## What is required
What lines of the data below hold the string "pectoral"? Copy each one out.

(Data entries)
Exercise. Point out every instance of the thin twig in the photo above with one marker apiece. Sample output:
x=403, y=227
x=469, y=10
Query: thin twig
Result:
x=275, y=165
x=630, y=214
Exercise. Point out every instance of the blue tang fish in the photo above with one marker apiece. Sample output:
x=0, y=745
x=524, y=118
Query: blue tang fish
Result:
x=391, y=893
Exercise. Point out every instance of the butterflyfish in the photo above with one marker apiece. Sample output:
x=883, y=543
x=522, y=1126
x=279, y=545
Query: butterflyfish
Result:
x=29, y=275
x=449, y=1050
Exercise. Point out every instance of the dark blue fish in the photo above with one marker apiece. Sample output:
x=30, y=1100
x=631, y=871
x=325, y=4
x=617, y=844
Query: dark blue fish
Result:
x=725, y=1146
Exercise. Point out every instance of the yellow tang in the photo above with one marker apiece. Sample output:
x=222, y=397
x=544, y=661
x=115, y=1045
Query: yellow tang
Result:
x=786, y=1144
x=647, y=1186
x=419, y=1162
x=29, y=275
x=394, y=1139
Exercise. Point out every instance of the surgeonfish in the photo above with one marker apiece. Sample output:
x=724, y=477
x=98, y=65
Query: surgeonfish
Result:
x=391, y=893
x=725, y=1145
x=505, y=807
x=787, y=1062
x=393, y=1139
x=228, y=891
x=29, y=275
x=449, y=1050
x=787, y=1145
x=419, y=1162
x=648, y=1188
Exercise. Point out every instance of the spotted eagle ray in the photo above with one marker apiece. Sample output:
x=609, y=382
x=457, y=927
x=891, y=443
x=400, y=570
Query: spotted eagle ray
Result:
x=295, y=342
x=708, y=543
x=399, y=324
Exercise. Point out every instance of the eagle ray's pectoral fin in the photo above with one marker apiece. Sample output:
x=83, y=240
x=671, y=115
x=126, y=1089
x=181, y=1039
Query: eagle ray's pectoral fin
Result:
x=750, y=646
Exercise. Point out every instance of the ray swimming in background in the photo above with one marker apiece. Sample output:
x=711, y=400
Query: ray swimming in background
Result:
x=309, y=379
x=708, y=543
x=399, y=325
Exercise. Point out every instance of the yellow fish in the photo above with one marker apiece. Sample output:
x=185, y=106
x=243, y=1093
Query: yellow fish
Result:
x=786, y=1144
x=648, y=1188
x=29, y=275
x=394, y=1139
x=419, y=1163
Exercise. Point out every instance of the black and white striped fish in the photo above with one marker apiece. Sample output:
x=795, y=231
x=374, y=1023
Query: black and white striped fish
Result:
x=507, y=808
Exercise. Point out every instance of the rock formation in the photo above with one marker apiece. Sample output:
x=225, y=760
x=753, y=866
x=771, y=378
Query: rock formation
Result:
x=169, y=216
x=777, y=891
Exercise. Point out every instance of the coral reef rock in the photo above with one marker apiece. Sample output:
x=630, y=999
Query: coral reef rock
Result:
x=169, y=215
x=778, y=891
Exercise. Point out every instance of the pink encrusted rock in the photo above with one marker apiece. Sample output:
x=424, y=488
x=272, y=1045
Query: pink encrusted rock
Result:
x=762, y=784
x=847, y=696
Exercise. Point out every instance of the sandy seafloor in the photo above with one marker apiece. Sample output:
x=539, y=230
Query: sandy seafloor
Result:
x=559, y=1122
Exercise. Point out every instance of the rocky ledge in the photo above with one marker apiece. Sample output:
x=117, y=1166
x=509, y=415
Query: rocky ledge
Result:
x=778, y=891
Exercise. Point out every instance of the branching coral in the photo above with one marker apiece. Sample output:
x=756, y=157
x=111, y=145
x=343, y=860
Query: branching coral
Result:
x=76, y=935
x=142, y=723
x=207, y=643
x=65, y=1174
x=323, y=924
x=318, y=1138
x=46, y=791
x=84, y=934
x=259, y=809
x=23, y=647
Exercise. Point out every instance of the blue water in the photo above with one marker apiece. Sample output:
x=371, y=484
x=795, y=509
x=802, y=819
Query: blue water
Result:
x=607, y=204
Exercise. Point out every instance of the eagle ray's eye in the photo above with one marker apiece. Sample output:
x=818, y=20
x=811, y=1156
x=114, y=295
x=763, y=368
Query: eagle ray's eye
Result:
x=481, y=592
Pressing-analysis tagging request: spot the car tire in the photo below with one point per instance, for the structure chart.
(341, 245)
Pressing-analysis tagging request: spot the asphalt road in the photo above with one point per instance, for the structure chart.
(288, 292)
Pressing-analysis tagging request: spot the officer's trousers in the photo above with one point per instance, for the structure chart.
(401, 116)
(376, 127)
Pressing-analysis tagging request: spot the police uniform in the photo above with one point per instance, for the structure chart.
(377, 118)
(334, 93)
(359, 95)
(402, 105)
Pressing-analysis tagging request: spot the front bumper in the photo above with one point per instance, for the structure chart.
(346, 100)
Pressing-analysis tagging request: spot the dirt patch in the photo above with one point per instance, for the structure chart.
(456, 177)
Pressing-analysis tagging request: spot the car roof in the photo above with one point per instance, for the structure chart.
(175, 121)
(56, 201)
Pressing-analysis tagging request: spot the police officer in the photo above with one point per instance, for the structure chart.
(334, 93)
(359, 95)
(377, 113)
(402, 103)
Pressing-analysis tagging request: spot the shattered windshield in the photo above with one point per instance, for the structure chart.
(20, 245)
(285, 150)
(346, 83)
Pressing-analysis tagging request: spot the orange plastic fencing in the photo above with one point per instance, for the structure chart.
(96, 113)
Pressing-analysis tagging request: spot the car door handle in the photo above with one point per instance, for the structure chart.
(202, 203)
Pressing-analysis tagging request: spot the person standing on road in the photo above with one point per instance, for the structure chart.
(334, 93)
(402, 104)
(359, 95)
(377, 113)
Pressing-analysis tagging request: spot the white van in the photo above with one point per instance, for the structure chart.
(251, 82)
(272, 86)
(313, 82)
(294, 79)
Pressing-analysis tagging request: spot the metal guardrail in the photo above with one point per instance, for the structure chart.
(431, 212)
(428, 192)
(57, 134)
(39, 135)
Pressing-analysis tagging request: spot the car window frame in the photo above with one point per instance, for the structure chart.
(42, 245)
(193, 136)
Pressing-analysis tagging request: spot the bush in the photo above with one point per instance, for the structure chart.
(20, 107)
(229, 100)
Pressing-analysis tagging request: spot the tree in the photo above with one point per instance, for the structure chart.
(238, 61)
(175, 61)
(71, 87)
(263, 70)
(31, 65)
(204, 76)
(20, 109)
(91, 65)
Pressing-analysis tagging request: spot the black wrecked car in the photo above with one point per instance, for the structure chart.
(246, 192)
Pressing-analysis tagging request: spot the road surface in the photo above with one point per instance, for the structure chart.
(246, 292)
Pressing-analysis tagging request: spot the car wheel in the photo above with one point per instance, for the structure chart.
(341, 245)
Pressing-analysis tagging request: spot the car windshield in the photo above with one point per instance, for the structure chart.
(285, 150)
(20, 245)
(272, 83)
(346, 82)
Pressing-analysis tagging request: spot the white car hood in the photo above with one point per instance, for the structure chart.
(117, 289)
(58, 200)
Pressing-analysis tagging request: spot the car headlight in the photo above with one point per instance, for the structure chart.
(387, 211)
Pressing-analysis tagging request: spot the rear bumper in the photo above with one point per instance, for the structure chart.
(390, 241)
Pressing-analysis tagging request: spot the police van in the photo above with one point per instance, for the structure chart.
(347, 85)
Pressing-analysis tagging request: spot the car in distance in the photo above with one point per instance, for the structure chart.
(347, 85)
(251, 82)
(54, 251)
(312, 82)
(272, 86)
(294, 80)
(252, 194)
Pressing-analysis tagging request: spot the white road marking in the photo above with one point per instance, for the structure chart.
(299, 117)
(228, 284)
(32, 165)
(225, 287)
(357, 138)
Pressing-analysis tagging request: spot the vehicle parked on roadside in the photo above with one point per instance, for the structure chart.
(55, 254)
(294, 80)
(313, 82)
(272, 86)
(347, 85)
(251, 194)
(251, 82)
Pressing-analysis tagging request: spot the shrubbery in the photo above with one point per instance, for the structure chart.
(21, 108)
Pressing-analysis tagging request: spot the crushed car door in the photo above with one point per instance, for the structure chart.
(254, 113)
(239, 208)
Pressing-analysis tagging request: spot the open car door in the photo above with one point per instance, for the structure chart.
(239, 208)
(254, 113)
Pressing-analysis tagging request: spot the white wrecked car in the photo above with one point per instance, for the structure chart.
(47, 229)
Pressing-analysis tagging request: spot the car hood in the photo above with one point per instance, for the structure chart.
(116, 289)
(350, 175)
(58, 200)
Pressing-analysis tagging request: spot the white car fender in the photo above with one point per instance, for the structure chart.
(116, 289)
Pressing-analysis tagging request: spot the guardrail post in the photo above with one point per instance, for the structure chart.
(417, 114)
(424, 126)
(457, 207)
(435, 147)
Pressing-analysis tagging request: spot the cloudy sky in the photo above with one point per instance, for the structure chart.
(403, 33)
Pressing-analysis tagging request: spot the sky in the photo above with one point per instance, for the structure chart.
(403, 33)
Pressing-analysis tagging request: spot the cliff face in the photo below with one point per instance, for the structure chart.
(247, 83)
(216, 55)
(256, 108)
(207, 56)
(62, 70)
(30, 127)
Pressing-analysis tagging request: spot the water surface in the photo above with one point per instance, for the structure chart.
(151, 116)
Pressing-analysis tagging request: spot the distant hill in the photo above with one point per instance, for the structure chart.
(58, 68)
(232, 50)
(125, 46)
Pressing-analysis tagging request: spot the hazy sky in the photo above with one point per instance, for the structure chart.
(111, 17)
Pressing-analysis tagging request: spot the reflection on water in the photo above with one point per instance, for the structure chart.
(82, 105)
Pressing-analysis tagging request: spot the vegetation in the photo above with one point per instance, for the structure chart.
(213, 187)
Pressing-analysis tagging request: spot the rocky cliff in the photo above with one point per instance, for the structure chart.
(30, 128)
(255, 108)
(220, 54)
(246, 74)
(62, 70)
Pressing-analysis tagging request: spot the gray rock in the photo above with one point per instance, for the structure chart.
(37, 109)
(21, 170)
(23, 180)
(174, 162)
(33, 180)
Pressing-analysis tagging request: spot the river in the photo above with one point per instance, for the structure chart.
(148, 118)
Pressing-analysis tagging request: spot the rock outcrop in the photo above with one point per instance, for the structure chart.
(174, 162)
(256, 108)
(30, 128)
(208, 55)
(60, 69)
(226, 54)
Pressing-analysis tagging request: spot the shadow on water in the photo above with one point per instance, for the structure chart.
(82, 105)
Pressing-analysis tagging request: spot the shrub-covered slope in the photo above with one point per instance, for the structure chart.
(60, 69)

## Task result
Exercise. Point out every instance of the eagle ray's pectoral fin in the photo above with one marker apiece. Sample output:
Query: eagle ray's pectoral fin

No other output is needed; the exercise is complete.